> To do
1. Answer these from the deduImpute documentation:
(a) In what kind of object are the combined results returned when E is an editset?
(b) Which function derives deductive imputations for categorical data?
(c) What argument value turns off the feasibility check?
2. List every class that has its own S3 method for deduImpute in the deduImpute documentation.

If E is an editset, imputation based on numerical rules (if any) is performed, and imputations violating extra edits are reverted. Next, this procedure is repeated for pure categorical rules. The results are combined and returned in a deducorrect object.

For categorical data: The funcion deductiveLevels is used to derive deductive imputations for as many fields as possible

For numerical data: Given (equality) rules and a number of values to impute or adapt, in some cases unique solutions can be derived. This function uses solSpace and deductiveZeros (iteratively) to determine which values can be imputed deductively. Solutions causing new violations of (in)equality rules are rejected by default by testing if the observed values can lead to a feasible record. This may be switched off by passing checkFeasibility=FALSE. This may be desirable for performance reasons. If adapt was computed with an error localization algorithm, such as editrules::localizeErrors, the feasibility check is also not nessecary.

Usage

deduImpute(E, dat, adapt = NULL, ...)

## S3 method for class 'editset'
deduImpute(E, dat, adapt = NULL, ...)

## S3 method for class 'editarray'
deduImpute(E, dat, adapt = NULL, ...)

## S3 method for class 'editmatrix'
deduImpute(E, dat, adapt = NULL,
  tol = sqrt(.Machine$double.eps), round = TRUE, ...)

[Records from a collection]
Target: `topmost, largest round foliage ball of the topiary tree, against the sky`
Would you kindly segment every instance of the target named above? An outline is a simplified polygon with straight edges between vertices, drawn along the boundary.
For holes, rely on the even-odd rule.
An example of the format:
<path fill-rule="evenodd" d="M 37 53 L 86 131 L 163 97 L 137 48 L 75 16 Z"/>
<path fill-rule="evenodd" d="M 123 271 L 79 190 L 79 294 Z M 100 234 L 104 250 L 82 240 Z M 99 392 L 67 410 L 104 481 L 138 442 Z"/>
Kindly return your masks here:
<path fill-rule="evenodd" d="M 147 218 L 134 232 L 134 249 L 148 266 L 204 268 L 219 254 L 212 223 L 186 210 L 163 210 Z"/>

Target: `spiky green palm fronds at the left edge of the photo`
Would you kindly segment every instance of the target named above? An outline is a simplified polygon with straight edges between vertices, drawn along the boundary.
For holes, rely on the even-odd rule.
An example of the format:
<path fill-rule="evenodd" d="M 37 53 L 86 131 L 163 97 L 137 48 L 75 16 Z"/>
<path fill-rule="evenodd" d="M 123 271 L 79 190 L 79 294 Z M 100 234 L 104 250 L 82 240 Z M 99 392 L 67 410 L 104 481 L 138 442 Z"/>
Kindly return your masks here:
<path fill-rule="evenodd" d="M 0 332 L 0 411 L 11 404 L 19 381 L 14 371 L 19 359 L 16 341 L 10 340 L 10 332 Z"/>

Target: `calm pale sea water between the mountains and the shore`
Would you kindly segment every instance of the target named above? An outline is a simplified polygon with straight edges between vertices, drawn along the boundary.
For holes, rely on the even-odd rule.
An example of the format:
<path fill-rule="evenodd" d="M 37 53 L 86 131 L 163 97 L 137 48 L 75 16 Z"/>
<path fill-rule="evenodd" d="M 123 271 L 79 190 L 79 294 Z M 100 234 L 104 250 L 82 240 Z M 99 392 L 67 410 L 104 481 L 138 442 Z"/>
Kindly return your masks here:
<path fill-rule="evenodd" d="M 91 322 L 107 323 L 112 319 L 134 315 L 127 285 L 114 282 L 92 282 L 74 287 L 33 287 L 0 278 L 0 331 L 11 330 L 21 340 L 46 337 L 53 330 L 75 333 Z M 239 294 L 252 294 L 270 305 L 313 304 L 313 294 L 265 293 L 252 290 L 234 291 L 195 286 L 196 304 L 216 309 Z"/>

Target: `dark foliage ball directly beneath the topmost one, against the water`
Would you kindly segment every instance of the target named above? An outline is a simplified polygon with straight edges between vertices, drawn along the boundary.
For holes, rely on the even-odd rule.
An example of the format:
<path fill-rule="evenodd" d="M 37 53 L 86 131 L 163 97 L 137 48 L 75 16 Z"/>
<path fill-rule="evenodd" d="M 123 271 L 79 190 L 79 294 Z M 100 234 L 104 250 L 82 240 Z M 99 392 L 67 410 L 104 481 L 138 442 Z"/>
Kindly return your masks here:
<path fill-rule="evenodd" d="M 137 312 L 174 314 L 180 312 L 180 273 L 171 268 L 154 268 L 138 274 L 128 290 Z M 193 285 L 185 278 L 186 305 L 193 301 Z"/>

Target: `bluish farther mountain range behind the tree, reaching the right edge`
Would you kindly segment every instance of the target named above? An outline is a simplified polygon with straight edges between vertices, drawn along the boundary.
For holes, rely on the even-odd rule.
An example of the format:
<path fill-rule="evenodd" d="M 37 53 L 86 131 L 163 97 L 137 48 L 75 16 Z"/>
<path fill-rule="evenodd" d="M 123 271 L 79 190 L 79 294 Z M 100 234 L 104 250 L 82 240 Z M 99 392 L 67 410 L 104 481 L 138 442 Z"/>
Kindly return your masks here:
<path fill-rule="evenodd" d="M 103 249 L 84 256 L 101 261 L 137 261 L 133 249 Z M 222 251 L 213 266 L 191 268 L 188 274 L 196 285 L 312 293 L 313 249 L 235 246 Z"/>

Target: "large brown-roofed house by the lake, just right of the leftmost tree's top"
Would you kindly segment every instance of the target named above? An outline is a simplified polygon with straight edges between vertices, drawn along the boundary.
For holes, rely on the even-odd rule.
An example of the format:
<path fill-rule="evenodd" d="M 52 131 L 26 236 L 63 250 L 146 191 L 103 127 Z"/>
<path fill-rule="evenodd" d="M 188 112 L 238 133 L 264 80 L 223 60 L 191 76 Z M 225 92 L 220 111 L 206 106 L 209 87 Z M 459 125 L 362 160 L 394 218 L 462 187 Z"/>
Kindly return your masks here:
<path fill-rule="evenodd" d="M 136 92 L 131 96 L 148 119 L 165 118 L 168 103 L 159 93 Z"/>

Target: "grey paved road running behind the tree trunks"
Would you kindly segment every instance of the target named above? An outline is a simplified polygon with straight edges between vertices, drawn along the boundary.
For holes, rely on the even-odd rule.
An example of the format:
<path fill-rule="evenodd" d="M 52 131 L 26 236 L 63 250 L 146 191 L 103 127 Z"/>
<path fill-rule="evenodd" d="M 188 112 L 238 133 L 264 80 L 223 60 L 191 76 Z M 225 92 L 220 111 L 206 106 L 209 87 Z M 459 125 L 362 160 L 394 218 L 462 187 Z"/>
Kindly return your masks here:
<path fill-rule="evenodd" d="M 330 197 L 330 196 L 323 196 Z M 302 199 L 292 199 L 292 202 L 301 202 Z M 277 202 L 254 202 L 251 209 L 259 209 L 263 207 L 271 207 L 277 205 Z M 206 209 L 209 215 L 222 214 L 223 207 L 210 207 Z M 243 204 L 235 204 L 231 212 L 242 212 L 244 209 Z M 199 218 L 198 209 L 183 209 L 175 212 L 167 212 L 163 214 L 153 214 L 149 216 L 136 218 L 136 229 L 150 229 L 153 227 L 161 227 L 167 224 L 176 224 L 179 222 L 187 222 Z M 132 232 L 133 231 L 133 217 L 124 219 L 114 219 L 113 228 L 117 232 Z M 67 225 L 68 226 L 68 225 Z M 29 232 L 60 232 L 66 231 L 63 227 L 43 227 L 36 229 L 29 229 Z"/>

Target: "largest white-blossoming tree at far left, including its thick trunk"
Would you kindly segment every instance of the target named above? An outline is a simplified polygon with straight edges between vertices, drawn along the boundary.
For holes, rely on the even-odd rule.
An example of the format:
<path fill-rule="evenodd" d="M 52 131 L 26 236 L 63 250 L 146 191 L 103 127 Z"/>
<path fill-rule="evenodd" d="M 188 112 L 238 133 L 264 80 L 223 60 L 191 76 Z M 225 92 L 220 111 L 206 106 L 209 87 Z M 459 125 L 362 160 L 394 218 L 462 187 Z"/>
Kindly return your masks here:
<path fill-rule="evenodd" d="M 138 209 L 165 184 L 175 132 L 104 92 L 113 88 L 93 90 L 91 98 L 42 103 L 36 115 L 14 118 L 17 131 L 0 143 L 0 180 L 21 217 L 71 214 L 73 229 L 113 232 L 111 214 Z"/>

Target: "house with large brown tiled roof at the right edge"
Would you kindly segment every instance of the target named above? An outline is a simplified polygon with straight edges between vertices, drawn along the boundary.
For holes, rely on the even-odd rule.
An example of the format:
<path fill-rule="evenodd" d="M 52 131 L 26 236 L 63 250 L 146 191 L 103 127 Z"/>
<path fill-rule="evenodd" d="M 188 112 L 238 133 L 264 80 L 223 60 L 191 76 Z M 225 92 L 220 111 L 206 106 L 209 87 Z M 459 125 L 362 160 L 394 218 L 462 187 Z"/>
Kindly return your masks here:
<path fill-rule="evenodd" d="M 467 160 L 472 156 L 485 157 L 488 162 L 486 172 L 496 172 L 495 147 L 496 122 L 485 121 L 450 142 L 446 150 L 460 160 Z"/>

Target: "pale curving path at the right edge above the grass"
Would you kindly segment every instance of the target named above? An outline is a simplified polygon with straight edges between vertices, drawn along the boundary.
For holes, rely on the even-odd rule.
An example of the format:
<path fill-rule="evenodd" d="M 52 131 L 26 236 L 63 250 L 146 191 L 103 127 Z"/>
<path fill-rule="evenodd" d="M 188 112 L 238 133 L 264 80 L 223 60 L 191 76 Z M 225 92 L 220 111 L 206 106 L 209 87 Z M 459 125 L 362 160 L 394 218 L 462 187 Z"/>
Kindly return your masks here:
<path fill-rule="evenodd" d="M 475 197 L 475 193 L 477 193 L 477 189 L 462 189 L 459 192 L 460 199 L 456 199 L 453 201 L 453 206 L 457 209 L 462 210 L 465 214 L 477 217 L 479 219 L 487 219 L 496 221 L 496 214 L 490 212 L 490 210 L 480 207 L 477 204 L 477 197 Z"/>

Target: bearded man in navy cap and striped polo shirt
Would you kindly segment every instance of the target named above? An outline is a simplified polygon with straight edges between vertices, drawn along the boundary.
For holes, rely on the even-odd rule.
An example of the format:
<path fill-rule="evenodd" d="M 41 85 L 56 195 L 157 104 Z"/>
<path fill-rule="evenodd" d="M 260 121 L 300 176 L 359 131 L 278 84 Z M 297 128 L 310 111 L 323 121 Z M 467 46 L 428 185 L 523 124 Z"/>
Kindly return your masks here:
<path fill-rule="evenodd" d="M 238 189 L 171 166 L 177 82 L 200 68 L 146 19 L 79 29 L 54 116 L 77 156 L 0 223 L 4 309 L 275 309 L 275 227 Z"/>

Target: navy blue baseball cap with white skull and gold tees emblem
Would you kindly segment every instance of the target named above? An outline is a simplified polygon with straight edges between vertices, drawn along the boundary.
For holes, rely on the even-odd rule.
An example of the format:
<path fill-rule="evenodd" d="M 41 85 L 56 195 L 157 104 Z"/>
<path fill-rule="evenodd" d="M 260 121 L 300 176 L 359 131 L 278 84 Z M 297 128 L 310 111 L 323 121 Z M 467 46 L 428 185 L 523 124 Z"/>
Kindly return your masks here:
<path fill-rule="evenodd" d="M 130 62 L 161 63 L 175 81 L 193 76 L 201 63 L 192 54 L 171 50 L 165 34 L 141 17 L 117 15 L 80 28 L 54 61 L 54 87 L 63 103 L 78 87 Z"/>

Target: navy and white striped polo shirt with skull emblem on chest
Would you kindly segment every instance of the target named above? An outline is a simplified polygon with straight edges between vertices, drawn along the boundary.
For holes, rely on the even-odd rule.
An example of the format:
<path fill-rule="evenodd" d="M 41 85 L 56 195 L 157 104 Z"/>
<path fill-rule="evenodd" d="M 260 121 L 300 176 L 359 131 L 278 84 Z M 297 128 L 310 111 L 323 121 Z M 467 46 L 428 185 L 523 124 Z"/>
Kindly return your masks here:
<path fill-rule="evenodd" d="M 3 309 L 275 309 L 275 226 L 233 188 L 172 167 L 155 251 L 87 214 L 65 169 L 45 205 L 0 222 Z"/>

> Responses in order
1.
(a) A deducorrect object
(b) deductiveLevels
(c) checkFeasibility=FALSE

2.
editset
editarray
editmatrix